Description of the task » Please write out exactly the lines that begin at the line containing "Could you please point out the red snowsuit" and run to the end of the records.

=-=-=-=-=

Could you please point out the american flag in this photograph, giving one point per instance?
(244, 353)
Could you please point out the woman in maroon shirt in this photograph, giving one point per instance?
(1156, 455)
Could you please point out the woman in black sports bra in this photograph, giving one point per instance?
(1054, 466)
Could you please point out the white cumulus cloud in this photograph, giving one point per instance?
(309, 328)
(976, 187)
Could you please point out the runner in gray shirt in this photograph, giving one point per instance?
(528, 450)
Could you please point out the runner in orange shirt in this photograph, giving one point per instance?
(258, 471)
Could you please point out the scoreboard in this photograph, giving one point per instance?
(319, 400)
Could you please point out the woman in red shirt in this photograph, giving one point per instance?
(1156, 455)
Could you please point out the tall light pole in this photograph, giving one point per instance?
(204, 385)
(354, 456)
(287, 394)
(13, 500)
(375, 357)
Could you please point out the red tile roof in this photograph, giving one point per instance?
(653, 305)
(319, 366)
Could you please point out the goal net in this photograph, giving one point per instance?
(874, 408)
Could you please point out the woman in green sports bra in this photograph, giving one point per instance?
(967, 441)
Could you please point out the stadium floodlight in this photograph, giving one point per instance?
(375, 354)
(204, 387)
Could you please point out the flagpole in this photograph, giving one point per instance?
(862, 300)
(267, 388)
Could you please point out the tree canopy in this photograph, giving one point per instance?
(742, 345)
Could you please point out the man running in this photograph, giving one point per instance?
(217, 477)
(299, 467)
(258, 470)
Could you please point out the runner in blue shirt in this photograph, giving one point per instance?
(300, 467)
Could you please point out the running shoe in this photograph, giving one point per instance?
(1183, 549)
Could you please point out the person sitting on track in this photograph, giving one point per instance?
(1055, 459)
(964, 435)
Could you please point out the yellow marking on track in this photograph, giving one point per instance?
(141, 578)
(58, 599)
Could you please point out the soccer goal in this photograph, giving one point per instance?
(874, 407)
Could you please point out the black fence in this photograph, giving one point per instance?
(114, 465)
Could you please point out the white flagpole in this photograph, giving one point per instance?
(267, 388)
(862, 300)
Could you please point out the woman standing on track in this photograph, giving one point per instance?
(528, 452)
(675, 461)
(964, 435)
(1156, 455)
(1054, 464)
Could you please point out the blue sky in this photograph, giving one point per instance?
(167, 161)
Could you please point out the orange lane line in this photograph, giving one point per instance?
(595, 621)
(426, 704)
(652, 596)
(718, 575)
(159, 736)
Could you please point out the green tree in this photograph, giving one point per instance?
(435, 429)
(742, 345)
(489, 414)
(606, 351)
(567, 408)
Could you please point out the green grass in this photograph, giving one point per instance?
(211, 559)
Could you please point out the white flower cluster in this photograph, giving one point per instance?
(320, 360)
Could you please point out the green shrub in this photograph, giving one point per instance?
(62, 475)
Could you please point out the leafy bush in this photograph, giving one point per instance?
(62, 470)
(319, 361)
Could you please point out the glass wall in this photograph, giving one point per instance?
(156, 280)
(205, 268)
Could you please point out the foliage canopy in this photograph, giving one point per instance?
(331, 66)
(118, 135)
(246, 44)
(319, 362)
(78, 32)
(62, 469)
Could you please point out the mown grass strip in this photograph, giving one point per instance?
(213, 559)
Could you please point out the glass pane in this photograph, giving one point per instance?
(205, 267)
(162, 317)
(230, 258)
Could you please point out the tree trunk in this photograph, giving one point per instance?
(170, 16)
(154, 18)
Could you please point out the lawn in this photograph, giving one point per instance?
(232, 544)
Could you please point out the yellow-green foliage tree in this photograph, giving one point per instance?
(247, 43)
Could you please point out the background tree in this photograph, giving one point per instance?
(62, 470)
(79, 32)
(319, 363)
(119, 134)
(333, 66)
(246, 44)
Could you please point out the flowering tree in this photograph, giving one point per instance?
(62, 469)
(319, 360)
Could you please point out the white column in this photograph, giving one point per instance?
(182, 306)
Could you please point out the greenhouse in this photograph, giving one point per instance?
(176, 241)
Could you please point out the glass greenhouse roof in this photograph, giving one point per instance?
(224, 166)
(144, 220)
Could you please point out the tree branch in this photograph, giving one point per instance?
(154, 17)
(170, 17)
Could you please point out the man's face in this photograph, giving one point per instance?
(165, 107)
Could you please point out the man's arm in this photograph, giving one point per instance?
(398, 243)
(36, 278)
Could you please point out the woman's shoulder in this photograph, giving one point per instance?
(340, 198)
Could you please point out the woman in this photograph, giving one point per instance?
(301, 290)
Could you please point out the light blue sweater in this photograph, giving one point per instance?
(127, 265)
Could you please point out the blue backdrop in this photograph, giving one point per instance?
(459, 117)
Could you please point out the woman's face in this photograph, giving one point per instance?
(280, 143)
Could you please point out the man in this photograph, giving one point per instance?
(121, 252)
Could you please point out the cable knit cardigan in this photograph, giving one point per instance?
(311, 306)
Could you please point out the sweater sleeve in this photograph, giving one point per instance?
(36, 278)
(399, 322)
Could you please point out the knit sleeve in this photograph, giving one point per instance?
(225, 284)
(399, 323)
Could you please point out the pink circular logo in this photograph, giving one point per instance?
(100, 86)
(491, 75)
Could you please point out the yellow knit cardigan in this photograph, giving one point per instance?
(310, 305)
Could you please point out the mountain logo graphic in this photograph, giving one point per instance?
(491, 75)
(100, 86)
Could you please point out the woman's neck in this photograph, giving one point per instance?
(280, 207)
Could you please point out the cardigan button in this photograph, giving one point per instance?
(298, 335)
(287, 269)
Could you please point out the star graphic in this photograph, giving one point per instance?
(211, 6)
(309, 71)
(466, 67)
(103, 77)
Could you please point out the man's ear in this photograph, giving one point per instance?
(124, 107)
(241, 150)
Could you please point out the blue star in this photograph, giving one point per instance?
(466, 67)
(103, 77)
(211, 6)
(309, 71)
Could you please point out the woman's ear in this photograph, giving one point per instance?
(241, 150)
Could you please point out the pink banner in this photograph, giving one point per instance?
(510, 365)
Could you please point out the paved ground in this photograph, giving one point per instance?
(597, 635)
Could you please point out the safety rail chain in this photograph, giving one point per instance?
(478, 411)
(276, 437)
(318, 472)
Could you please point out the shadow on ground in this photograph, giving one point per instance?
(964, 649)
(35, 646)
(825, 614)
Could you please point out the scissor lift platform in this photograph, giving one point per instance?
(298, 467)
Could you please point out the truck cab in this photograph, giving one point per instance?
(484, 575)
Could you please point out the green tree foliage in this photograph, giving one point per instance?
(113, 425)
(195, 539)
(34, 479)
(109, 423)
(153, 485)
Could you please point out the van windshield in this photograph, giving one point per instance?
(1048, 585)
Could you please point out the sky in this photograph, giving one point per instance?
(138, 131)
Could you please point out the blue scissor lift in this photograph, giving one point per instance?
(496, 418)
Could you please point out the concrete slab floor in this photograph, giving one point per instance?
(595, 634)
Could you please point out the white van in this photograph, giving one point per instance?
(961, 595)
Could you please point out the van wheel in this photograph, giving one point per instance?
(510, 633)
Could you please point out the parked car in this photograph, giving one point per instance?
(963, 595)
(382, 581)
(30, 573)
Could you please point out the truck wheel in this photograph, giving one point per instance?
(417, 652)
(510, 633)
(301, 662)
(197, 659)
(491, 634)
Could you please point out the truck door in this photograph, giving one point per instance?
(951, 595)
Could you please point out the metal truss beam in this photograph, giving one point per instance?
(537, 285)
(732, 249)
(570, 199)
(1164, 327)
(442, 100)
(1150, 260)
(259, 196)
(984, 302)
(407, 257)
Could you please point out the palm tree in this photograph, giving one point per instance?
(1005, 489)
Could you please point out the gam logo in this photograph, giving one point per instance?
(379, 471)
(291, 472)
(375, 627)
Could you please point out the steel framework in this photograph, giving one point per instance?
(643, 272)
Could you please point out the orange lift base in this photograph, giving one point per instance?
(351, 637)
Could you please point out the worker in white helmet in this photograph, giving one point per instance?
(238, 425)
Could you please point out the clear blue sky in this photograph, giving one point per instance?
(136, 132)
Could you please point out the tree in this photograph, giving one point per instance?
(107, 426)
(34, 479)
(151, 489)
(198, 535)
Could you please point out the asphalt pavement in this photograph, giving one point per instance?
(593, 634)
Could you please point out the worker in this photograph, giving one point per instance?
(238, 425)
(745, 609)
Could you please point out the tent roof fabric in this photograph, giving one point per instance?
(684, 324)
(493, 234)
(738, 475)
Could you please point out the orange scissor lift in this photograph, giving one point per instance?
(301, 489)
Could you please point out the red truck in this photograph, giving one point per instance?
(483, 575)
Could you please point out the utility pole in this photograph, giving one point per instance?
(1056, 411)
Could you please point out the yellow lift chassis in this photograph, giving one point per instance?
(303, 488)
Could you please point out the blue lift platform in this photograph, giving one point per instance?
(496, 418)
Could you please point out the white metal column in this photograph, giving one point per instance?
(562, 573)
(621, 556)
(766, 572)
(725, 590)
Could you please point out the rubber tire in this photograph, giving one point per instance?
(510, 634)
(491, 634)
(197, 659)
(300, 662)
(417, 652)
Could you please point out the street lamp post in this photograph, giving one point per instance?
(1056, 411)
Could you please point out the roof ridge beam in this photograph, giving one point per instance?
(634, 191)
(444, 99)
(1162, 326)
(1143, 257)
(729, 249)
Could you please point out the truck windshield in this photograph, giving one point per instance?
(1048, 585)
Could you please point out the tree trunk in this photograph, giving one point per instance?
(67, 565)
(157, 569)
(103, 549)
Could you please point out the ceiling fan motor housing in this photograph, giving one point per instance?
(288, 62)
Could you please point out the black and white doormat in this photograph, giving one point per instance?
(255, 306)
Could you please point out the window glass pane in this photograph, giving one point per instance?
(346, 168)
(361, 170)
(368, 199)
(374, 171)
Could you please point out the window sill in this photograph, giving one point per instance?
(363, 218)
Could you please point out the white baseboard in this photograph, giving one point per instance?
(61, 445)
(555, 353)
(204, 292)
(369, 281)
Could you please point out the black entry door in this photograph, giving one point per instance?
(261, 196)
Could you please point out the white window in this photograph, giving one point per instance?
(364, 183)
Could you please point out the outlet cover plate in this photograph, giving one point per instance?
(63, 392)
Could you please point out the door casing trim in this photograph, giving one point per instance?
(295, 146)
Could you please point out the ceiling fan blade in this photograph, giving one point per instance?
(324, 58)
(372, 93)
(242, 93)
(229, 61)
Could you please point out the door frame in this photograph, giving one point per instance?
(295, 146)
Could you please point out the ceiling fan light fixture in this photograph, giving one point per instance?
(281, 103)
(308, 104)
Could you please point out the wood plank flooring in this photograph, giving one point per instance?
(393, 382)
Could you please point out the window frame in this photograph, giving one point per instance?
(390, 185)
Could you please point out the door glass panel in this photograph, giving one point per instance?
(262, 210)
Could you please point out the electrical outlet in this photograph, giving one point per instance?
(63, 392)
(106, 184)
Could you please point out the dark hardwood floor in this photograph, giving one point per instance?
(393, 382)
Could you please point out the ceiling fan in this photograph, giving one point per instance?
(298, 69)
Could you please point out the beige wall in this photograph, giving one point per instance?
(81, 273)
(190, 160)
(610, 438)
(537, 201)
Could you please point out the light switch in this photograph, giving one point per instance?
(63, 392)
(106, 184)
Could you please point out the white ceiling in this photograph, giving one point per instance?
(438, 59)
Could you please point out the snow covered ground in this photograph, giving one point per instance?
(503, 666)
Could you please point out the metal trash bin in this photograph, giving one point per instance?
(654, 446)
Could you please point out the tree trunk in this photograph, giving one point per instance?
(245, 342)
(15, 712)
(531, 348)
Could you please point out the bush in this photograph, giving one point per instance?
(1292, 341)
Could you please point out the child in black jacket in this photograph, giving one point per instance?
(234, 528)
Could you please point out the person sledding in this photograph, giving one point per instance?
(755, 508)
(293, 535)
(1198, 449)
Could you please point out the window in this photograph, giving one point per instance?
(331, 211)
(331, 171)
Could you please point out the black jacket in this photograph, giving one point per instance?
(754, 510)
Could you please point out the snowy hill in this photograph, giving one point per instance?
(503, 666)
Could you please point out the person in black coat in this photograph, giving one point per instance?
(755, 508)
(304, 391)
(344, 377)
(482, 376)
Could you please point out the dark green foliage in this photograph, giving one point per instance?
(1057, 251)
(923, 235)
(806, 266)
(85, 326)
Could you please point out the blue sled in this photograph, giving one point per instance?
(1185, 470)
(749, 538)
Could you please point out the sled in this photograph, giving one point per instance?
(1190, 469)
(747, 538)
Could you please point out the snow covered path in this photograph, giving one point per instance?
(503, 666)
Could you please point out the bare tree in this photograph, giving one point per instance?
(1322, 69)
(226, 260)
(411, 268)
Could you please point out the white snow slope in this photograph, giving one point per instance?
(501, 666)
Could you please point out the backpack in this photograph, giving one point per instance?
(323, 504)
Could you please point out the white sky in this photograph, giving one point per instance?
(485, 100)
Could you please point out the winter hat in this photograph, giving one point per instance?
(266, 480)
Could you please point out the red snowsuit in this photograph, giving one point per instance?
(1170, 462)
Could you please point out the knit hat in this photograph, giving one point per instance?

=-=-=-=-=

Answer section »
Could you please point out the red snowsuit in this photograph, giving one point per instance?
(1170, 462)
Could you please point out the knit hat in this photograph, giving one point per instance?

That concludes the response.